Written exercise:
Tally the lines in the records below that contain the word "green". Reply with the number alone.

Exercise material start

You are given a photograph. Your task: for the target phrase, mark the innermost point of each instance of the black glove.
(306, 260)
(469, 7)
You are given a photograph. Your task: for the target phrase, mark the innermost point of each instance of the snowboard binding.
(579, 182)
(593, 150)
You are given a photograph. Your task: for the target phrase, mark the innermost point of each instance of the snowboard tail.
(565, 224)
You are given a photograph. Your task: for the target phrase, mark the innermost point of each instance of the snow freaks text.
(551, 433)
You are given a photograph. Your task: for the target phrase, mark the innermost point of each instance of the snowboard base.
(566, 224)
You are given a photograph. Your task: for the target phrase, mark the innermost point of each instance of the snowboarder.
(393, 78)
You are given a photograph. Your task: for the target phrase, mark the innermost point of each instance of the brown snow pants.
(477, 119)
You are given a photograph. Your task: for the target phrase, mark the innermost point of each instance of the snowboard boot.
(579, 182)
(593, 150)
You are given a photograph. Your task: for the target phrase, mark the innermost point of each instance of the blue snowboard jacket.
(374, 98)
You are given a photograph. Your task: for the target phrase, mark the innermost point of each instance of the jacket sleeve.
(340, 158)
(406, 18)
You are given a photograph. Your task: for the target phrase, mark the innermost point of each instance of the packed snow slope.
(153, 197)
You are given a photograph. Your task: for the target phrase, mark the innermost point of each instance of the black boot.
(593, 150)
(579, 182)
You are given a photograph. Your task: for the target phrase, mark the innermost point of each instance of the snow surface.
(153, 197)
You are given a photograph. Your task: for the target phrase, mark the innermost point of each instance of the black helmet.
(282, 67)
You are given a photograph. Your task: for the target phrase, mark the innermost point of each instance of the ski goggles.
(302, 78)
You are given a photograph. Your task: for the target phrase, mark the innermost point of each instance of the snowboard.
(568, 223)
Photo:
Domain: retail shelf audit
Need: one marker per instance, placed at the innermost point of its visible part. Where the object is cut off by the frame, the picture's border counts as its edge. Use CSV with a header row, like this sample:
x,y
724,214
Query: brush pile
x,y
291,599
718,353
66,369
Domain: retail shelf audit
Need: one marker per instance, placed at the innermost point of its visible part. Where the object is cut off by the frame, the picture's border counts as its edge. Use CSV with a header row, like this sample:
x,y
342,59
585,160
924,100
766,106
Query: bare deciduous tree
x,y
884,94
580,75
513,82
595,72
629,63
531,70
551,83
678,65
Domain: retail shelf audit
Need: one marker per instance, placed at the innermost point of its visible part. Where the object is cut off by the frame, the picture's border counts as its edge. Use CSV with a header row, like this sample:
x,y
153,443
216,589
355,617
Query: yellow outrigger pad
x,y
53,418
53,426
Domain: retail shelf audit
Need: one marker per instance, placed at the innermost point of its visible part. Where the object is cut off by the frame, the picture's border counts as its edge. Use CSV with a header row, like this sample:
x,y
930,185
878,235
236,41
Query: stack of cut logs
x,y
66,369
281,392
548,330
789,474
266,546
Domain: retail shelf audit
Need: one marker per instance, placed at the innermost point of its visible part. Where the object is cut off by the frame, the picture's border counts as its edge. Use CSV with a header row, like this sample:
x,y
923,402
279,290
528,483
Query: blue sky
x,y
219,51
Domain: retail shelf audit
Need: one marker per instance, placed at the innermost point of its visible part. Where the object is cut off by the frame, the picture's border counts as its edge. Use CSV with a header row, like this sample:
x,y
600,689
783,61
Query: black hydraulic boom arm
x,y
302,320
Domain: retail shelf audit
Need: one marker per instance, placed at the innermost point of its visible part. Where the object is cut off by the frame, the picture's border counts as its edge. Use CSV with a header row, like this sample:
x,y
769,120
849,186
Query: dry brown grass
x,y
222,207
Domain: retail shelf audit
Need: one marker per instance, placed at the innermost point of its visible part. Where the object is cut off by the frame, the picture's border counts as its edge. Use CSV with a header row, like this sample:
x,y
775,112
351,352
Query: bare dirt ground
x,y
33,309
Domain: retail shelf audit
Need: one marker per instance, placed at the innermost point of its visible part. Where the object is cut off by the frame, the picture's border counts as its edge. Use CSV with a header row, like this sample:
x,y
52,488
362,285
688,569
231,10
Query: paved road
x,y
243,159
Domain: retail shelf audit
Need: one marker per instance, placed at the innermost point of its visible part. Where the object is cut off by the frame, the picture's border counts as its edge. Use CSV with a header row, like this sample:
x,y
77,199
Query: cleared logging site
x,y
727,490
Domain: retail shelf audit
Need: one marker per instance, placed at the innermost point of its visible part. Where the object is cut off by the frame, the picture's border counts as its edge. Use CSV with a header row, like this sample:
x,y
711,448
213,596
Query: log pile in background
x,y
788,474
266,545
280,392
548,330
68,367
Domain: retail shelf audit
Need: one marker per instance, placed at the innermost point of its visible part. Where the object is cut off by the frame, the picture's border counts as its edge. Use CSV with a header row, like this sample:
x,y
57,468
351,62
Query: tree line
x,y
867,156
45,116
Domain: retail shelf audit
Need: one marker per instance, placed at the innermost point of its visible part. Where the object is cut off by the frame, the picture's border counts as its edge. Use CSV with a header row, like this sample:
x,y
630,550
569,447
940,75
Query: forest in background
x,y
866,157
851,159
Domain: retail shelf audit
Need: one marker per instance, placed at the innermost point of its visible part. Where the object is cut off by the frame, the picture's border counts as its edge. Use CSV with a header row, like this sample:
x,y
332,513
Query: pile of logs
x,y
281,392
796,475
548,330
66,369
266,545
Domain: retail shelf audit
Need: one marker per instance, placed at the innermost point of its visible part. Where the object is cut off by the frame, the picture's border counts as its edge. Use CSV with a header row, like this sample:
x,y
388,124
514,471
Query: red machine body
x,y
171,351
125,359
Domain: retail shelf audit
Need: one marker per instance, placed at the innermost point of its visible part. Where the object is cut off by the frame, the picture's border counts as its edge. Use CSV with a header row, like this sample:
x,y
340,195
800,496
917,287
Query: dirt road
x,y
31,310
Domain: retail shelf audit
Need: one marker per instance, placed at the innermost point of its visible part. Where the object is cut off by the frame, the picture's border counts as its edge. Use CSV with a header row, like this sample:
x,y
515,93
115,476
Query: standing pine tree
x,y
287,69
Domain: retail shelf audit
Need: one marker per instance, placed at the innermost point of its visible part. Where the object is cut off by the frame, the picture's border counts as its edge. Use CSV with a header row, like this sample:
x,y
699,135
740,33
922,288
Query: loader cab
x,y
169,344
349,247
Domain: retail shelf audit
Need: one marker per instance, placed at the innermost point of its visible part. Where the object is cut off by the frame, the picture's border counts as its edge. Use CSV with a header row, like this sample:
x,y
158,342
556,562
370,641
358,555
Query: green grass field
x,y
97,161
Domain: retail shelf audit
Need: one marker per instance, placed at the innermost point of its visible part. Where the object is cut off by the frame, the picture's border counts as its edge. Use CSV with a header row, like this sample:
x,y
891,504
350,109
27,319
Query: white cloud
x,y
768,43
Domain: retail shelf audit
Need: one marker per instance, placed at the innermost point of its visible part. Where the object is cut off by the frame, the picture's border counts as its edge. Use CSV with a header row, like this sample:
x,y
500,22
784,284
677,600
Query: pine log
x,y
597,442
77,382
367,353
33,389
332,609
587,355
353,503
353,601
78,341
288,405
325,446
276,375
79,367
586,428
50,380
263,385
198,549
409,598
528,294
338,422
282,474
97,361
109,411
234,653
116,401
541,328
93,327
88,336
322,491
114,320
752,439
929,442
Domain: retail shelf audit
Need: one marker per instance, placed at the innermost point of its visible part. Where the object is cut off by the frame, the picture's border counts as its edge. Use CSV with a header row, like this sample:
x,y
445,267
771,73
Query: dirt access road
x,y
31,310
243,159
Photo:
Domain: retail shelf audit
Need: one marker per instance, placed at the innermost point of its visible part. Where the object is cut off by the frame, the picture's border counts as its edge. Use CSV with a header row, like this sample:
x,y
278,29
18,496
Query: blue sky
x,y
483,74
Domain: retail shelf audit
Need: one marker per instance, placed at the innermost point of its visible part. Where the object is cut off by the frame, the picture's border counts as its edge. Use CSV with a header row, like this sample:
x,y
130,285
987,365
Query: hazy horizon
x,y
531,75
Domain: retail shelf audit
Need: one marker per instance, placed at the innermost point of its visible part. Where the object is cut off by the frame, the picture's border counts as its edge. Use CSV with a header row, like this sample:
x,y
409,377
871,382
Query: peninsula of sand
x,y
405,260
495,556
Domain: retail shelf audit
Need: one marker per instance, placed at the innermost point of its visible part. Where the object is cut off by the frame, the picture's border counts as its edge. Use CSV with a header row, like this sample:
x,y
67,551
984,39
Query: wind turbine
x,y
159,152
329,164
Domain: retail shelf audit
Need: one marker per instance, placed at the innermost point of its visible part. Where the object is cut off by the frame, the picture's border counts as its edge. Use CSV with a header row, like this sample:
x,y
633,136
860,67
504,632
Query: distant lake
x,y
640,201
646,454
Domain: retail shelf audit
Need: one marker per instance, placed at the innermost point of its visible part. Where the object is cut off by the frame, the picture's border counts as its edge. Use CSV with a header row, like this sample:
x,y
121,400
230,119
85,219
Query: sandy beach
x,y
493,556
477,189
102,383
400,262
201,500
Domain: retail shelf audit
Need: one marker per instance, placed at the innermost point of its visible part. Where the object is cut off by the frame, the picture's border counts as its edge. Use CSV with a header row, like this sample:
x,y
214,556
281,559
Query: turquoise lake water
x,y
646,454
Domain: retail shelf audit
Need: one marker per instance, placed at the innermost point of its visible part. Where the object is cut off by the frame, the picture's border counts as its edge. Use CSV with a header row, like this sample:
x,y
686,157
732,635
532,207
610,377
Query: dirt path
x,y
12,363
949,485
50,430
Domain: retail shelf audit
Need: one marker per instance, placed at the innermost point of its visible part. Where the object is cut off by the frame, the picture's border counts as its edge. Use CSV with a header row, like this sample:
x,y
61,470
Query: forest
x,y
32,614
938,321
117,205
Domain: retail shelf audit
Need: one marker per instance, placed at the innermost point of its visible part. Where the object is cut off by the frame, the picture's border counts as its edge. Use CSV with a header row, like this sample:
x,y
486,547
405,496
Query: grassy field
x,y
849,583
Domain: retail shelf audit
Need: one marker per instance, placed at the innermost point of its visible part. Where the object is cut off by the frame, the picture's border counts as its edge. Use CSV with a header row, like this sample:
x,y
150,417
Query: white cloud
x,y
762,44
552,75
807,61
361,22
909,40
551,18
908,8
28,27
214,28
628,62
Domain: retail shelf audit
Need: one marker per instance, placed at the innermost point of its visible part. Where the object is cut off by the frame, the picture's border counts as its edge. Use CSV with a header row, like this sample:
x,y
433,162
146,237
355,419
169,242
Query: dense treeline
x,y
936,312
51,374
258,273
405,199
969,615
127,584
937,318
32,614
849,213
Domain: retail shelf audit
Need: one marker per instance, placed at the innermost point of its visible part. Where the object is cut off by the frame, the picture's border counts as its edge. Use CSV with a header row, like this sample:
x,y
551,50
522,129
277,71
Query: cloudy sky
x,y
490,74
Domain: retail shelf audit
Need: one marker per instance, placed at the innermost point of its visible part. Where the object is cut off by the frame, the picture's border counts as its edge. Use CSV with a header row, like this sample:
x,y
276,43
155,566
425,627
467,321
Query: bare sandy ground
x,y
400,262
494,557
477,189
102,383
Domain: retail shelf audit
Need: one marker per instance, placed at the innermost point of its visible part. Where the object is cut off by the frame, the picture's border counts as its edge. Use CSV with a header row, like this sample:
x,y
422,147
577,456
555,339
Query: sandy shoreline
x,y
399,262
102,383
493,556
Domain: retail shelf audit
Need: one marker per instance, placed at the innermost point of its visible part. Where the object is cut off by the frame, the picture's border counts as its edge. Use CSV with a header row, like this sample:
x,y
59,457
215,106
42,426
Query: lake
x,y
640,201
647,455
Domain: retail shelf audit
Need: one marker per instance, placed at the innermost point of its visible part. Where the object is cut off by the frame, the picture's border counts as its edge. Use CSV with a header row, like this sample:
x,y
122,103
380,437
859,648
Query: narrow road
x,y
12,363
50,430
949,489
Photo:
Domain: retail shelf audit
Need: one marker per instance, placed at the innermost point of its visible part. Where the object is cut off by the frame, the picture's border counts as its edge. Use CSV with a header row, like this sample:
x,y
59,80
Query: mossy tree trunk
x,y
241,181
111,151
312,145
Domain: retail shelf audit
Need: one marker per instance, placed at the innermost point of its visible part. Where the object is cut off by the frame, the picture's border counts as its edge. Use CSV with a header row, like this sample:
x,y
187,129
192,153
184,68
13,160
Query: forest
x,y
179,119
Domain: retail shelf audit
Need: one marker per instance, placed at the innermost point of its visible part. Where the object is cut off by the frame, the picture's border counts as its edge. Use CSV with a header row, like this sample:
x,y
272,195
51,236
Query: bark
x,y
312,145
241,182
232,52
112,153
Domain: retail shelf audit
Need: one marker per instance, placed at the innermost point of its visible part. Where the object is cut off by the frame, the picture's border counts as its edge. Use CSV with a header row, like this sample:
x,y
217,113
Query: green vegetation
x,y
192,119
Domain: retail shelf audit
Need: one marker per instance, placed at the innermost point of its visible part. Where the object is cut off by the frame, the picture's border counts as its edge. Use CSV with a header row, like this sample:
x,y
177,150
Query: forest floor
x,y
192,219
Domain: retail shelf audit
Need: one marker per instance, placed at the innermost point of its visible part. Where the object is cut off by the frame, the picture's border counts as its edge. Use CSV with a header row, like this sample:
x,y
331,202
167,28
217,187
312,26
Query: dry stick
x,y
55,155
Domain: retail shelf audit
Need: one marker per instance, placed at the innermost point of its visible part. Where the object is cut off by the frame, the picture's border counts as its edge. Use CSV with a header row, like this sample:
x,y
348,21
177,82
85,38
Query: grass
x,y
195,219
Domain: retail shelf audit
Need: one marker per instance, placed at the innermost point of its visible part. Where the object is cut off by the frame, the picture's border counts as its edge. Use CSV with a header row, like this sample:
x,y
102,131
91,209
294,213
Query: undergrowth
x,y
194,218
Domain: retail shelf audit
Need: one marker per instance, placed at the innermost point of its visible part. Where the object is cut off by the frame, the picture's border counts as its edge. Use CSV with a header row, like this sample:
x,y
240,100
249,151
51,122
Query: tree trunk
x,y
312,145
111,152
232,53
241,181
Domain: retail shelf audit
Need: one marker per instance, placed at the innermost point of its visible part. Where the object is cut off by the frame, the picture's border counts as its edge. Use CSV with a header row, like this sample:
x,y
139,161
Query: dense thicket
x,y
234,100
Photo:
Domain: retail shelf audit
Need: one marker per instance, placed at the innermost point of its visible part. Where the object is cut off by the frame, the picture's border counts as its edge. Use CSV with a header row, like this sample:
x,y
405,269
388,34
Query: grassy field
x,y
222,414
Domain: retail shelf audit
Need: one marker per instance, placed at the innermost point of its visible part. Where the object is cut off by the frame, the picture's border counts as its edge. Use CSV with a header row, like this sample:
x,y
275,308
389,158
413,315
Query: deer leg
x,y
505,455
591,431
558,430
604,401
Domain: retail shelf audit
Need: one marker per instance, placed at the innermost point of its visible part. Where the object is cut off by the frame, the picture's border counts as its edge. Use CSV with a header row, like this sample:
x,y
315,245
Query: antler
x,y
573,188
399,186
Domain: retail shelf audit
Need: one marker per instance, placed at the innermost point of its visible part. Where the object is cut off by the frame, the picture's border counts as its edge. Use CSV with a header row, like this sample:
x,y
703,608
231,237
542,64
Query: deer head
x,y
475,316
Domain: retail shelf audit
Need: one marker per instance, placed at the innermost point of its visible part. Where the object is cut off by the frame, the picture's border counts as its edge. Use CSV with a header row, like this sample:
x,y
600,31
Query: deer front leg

Exercise material end

Result for this exercise:
2